REQUIREMENTS:
a) Answer these from the thread about running RAPIDS on Colab:
(i) According to the 12/21/2020 update, which RAPIDS version can be used on Colaboratory?
(ii) Which shared object file could cudf not load?
(iii) How long does the code change in the last post take to run?
b) Write out the part of the RAPIDS on Colab thread from "we are in the" up to and including "EOD today PST.".

SOURCE PASSAGE:

+---+

UPDATE (12/21/2020): to jump right into a GPU powered RAPIDS notebook online you can use BlazingSQL (RAPIDS 0.15+) or continue using Colabratory (RAPIDS 0.14 only)

UPDATE (2/19/2020): Circling back to this question, Colab is working @try. Have fun!

Let us know if you have any other questions. If you need to update your personal Colab notebooks, please use this script to install RAPIDS:

# Install RAPIDS
!git clone https://github.com/rapidsai/rapidsai-csp-utils.git
!bash rapidsai-csp-utils/colab/rapids-colab.sh

import sys, os

dist_package_index = sys.path.index('/usr/local/lib/python3.6/dist-packages')
sys.path = sys.path[:dist_package_index] + ['/usr/local/lib/python3.6/site-packages'] + sys.path[dist_package_index:]
sys.path
exec(open('rapidsai-csp-utils/colab/update_modules.py').read(), globals())

Previous response:

we are in the middle or transitioning our Colab scripts to a new repo. We should have all our notebooks updated soon and try to help others migrate as well. Like within 24 hours, if not by EOD today PST.

TaureanDyerNV
  • 1,208
  • 8
  • 9
  • Seems that this is asking for `pyarrow` and `pynvml` first, so I installed it first doing `!conda install --yes --prefix /usr/local pyarrow pynvml`. Maybe would be good to include this on the script. – igorkf Nov 11 '20 at 18:32
  • Following tis directions, I got `pyarrow` installed without adding it - but `cudf` fails to load with a missing shared lib: Could not load shared object file: libllvmlite.so – epifanio Dec 17 '20 at 21:27
  • I somehow fixed by copying it `!cp /usr/local/lib/python3.6/dist-packages/llvmlite/binding/libllvmlite.so .` but then got stuck in a numba imort error: `AttributeError: module 'numba' has no attribute 'core'` (which conda says it is installed correctly and up-to-date) - this is with py3.6 – epifanio Dec 17 '20 at 21:34
  • Same with me - i am also getting this error `AttributeError: module 'numba' has no attribute 'core'`. Tried upgrading numba - making changes in the _init_.py within numba folder but issue doesnt seem to resolve – Vivek Dec 20 '20 at 06:54
  • @epifanio - I went to the __init__.py within numba folder in the python - site_packages folder and converted all the codes that were doing `import numba.core.types` to `from numba.core import types` and additionally also disabled the check - #_ensure_llvm() ....post this i was able to import cudf and also read a csv file using the same. The python init file is in **/usr/local/lib/python3.6/site-packages/numba/** – Vivek Dec 20 '20 at 07:42
  • igorkf @vivek epifanio Right now, Google Colab supports Python 3.6 and RAPIDS .14. For RAPIDS 0.15+ (we're on 0.17 at time of this comment), you can try app.blazingsql.com. They have instances that are RAPIDS ready and require no additional installs. I will update my answer. I will also look into seeing what fixes can be done to the rapids-colab install script. – TaureanDyerNV Dec 21 '20 at 17:33
  • 1
    Thank you @TaureanDyerNV - i have tried BlazingSQL and found it useful given the fact that the environment is already setup – Vivek Dec 22 '20 at 07:24
2

After running the code of @TaureanDyerNV RAPIDS suggested making the following code change. It takes 15 minutes to run.

+---+

Object position labeling rows:
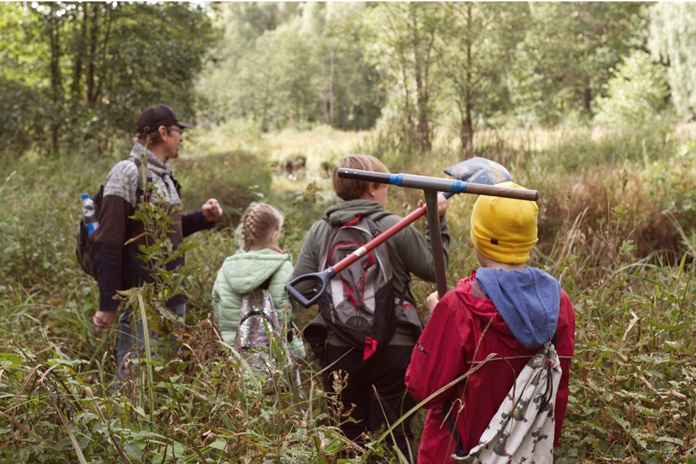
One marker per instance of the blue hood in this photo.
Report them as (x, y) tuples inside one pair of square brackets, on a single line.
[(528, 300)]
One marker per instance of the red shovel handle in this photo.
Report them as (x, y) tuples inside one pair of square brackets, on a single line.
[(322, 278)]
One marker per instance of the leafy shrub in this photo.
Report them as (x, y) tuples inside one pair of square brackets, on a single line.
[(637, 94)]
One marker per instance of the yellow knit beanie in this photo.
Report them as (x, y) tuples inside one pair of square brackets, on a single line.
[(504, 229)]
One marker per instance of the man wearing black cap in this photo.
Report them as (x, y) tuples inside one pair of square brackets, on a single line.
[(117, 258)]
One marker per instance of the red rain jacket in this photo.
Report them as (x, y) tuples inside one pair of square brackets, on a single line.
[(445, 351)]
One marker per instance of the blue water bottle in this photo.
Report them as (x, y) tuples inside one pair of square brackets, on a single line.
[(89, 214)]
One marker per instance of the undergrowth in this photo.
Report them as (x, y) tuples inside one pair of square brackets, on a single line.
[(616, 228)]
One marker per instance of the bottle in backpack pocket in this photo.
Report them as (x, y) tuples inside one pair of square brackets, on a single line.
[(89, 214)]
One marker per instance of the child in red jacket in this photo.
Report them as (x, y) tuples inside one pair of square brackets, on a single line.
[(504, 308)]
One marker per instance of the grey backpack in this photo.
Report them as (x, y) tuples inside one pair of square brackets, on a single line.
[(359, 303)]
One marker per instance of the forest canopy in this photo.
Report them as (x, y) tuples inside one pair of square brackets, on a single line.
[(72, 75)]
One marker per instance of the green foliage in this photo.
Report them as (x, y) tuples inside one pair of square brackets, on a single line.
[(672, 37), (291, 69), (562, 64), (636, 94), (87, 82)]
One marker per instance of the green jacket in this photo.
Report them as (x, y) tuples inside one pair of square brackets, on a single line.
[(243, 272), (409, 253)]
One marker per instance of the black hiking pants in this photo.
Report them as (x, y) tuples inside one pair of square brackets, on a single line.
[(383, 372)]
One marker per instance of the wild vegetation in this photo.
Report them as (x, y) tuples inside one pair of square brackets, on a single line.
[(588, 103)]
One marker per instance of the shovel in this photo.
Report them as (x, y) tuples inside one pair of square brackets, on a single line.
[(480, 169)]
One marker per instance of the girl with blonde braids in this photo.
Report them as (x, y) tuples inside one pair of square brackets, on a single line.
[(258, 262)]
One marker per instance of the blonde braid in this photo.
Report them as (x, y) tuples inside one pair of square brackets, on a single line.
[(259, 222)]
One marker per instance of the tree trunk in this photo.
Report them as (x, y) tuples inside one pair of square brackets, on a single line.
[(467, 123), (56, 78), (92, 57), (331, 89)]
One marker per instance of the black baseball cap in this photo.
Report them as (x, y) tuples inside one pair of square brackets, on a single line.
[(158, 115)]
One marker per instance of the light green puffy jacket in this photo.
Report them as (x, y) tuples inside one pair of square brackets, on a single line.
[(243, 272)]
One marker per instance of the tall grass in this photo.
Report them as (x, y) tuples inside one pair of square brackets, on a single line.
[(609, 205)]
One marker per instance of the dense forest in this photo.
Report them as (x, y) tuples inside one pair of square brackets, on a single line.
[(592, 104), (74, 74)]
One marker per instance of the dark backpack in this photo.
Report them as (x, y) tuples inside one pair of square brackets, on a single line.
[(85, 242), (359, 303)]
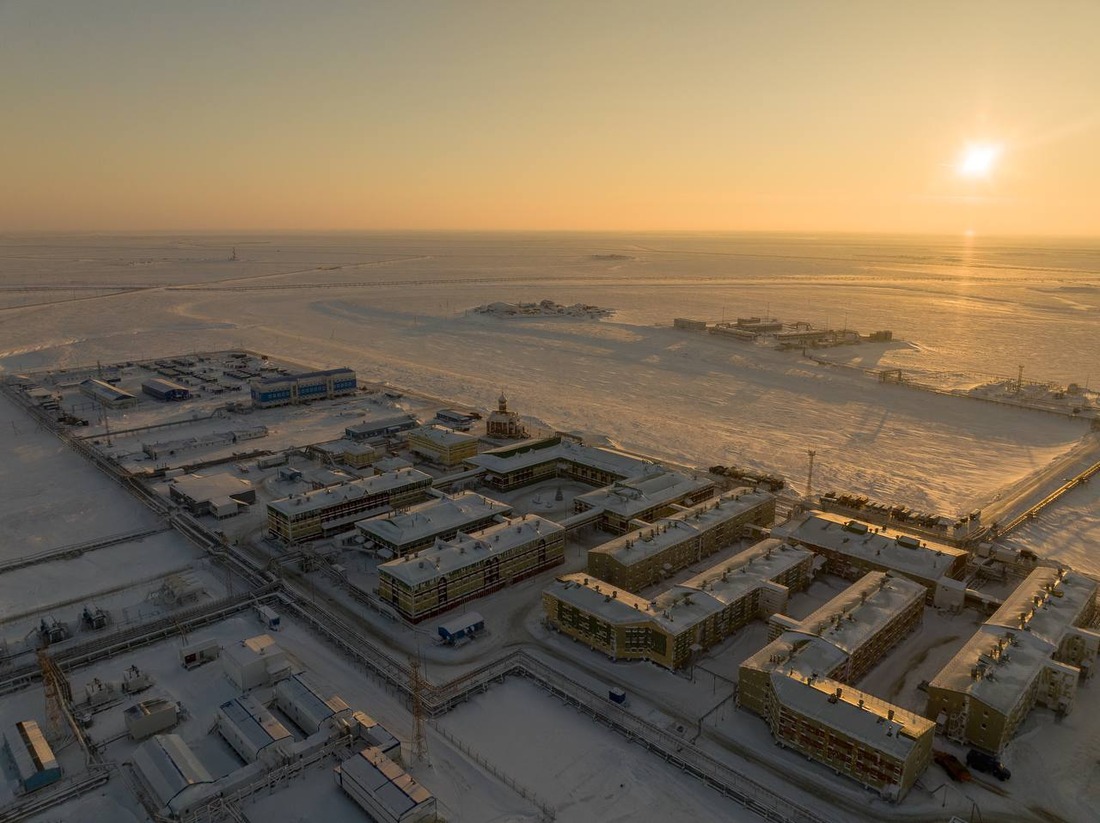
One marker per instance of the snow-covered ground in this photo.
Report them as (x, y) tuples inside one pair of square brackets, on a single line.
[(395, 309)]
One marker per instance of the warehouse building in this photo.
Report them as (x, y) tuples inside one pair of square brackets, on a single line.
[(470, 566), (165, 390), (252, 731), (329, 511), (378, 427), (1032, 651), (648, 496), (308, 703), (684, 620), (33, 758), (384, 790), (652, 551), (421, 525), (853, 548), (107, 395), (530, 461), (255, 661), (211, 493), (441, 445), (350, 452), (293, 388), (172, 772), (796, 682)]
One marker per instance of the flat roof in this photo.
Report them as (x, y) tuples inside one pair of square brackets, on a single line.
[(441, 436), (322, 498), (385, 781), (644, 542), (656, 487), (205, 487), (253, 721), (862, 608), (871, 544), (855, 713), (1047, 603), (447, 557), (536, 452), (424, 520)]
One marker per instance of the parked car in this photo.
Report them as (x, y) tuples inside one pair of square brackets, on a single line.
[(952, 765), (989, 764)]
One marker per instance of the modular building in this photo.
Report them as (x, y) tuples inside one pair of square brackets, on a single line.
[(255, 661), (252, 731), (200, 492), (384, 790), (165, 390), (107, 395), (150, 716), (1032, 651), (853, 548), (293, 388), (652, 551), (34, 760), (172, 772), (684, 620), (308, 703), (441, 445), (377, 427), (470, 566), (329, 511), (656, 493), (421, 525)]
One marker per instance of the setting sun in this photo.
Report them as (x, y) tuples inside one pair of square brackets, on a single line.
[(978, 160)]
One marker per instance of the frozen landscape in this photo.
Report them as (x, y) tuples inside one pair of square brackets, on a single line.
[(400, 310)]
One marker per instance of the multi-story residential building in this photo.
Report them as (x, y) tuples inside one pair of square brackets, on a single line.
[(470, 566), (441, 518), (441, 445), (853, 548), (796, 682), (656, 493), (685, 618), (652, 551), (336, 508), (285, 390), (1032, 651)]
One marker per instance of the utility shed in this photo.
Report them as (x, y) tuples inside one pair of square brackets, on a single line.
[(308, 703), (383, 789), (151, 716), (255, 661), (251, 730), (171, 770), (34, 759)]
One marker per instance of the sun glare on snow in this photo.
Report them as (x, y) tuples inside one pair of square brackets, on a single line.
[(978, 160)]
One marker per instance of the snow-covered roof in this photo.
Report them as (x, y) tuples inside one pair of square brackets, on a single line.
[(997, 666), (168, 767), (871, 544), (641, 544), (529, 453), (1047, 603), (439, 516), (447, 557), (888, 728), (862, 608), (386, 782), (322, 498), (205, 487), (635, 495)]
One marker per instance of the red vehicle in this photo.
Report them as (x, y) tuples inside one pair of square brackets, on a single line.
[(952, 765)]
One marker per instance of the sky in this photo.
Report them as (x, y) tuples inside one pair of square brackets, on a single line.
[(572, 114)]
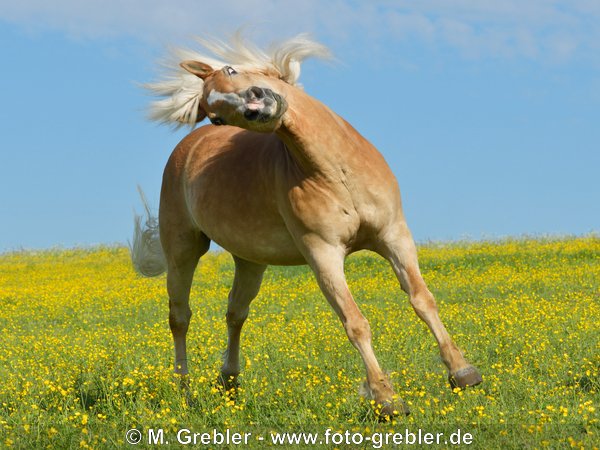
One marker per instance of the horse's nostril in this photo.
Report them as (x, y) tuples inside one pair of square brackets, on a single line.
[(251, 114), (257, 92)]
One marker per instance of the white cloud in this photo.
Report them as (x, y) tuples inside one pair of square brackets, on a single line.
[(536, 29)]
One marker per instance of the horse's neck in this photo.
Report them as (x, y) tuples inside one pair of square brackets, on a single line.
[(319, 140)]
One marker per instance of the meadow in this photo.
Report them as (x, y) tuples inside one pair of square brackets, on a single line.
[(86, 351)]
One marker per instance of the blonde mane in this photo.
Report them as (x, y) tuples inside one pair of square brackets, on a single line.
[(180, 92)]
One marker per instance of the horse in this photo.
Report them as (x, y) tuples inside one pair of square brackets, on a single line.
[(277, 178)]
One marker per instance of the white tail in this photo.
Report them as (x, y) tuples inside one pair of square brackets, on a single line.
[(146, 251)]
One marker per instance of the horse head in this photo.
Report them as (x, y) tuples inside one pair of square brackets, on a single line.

+---+

COMPLETED EXERCISE:
a)
(i) RAPIDS 0.14 only
(ii) libllvmlite.so
(iii) 15 minutes

b)
we are in the middle or transitioning our Colab scripts to a new repo. We should have all our notebooks updated soon and try to help others migrate as well. Like within 24 hours, if not by EOD today PST.